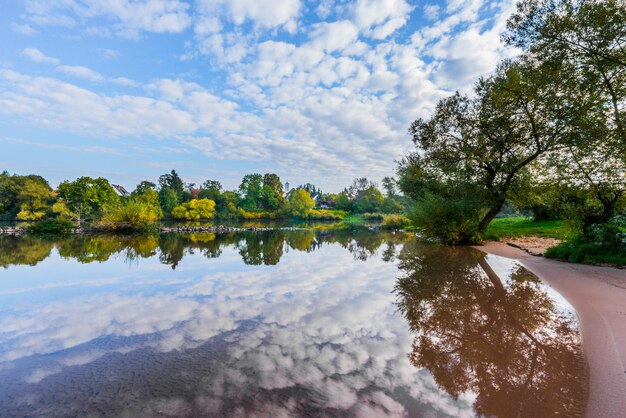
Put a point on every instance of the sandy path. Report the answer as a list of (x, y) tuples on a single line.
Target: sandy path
[(599, 296)]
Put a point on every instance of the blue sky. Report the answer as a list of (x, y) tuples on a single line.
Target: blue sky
[(315, 91)]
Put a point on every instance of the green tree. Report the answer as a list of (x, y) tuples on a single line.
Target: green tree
[(172, 181), (300, 203), (143, 187), (343, 201), (487, 144), (250, 191), (369, 200), (86, 197), (195, 210), (587, 37), (168, 199), (26, 198), (211, 189), (272, 195)]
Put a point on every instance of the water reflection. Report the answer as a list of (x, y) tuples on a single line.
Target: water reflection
[(255, 248), (501, 337), (278, 323)]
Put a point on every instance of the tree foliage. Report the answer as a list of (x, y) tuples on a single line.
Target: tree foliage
[(86, 197), (300, 203), (195, 209)]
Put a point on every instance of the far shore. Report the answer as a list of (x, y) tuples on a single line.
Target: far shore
[(218, 229), (598, 294)]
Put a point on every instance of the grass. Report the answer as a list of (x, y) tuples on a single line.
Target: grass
[(520, 226), (588, 253)]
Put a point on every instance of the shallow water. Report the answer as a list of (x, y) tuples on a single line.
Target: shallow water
[(279, 324)]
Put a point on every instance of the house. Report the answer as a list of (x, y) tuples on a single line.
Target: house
[(120, 190)]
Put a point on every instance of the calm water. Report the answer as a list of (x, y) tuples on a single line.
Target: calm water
[(279, 324)]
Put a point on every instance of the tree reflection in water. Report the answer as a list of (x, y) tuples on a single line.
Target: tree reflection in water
[(255, 248), (503, 339)]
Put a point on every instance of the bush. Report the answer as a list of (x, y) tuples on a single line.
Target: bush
[(451, 220), (131, 215), (395, 222), (52, 226), (327, 215), (373, 216), (195, 210), (588, 253), (244, 214), (599, 244)]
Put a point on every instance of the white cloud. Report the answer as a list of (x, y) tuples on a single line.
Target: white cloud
[(431, 11), (38, 56), (81, 72), (277, 13), (380, 18), (334, 36), (128, 17), (23, 28)]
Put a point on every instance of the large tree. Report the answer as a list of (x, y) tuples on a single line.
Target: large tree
[(589, 38), (250, 191), (272, 194), (486, 143), (86, 197)]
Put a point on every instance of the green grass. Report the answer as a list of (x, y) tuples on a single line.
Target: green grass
[(588, 253), (526, 227)]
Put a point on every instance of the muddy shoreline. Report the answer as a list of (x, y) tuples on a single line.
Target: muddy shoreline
[(598, 294)]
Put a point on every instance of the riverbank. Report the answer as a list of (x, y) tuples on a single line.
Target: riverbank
[(218, 229), (598, 294)]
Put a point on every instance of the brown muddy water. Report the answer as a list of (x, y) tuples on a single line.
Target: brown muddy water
[(281, 323)]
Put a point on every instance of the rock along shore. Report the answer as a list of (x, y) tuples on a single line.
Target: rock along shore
[(218, 229)]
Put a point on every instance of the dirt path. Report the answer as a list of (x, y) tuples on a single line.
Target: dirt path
[(599, 296)]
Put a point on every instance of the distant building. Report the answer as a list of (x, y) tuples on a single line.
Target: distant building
[(120, 190)]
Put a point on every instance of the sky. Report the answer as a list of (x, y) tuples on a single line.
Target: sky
[(314, 91)]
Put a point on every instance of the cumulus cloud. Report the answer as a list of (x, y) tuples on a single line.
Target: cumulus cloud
[(38, 56), (327, 96), (128, 17), (380, 18), (82, 72)]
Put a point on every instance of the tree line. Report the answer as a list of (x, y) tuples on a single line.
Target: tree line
[(544, 132), (31, 198)]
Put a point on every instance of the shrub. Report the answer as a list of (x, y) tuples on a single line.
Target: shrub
[(195, 209), (451, 220), (52, 226), (244, 214), (300, 203), (130, 215), (327, 215), (373, 216), (395, 222)]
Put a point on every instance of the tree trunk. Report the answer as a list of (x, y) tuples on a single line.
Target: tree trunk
[(489, 216)]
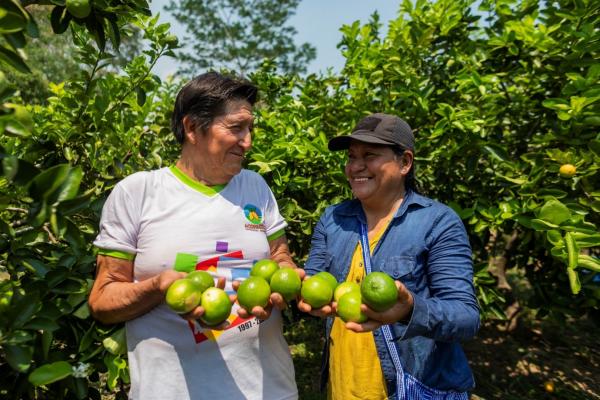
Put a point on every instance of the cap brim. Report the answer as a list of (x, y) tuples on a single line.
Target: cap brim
[(343, 142)]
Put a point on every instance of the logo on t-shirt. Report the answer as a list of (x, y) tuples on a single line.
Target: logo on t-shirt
[(255, 216)]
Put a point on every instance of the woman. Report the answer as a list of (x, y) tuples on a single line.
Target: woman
[(423, 245), (205, 212)]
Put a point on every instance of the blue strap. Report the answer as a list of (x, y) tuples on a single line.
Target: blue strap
[(387, 333)]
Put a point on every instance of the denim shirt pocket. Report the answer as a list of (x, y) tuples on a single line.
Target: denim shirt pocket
[(401, 268)]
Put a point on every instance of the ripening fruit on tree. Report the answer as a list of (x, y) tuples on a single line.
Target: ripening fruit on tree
[(567, 170)]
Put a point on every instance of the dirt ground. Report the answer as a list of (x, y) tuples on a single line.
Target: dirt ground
[(538, 360)]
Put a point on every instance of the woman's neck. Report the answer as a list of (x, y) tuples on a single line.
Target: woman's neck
[(382, 210)]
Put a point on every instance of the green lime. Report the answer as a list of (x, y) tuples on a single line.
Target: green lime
[(202, 279), (344, 288), (183, 296), (286, 282), (217, 306), (348, 307), (79, 8), (254, 291), (316, 291), (264, 268), (329, 278), (379, 291), (567, 170)]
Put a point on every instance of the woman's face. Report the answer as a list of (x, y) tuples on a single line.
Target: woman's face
[(375, 172), (221, 149)]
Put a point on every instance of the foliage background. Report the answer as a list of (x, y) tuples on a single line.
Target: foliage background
[(499, 99)]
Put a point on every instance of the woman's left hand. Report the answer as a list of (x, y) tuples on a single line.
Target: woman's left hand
[(401, 311)]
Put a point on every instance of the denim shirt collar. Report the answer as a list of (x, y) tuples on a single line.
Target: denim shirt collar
[(353, 208)]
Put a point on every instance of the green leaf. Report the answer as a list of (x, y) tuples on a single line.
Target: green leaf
[(115, 365), (43, 324), (554, 236), (541, 225), (572, 251), (14, 60), (574, 280), (554, 212), (57, 183), (586, 240), (49, 373), (588, 262), (497, 152), (18, 357), (59, 19)]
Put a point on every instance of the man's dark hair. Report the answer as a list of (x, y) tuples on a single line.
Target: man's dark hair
[(205, 97)]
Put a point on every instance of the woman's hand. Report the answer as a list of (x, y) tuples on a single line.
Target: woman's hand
[(401, 311), (197, 312), (277, 300)]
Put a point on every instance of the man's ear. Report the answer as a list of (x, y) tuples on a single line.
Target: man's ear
[(189, 129), (407, 161)]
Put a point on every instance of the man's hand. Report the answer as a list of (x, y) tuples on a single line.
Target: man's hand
[(197, 312)]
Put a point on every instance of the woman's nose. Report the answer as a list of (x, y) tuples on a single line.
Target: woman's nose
[(246, 140)]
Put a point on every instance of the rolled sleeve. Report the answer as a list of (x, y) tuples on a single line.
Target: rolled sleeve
[(451, 312), (317, 256)]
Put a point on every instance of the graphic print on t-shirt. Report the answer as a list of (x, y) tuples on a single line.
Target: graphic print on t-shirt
[(254, 215), (217, 266)]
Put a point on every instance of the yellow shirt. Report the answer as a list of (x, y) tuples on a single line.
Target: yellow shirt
[(354, 367)]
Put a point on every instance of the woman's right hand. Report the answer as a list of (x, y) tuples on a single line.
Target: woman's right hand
[(323, 312)]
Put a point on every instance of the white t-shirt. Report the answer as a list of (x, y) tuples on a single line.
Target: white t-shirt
[(166, 220)]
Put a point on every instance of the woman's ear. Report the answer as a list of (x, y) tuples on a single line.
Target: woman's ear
[(189, 129), (406, 161)]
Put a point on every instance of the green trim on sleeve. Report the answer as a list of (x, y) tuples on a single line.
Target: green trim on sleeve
[(116, 254), (194, 184), (276, 235)]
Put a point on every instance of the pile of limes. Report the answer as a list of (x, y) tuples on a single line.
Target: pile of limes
[(267, 277), (198, 288), (377, 290)]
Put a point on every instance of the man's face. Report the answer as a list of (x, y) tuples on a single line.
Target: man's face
[(221, 149)]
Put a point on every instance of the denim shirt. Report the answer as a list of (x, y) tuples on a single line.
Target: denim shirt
[(426, 248)]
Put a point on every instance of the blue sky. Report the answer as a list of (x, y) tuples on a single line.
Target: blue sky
[(317, 22)]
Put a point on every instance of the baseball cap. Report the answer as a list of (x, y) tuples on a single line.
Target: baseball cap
[(378, 129)]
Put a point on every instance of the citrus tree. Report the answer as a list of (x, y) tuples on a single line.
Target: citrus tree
[(505, 106), (58, 162), (504, 102)]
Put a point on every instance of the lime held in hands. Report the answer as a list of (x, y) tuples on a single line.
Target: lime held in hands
[(183, 296), (202, 279), (316, 291), (254, 291), (379, 291), (217, 306), (348, 307), (286, 282), (264, 268)]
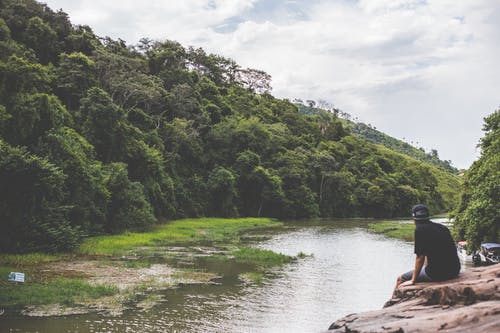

(TASK REQUIREMENTS):
Write out, unchanged, everything in the entries above from the line containing "Put a point on every instance of the woman." down to the line containing "[(567, 170)]", with both of those lines included.

(TASK SOLUTION):
Put a point on every instance of the woman. Report the answer as a list of (x, y) tuples on a single line.
Target: woman
[(423, 245), (205, 212)]
Put a point on every instance of the blue strap. Report the answer as a list of (x, y) tuples on a single line.
Target: blue strap
[(387, 333)]
Put a point on every instance of the denim shirt pocket. Report the answer as a list of (x, y) tuples on a single line.
Target: denim shirt pocket
[(401, 268)]
Put a point on every instance of the ripening fruit on tree. Report the answer as a list of (x, y) tuples on a single line.
Target: ripening fruit on tree
[(567, 170)]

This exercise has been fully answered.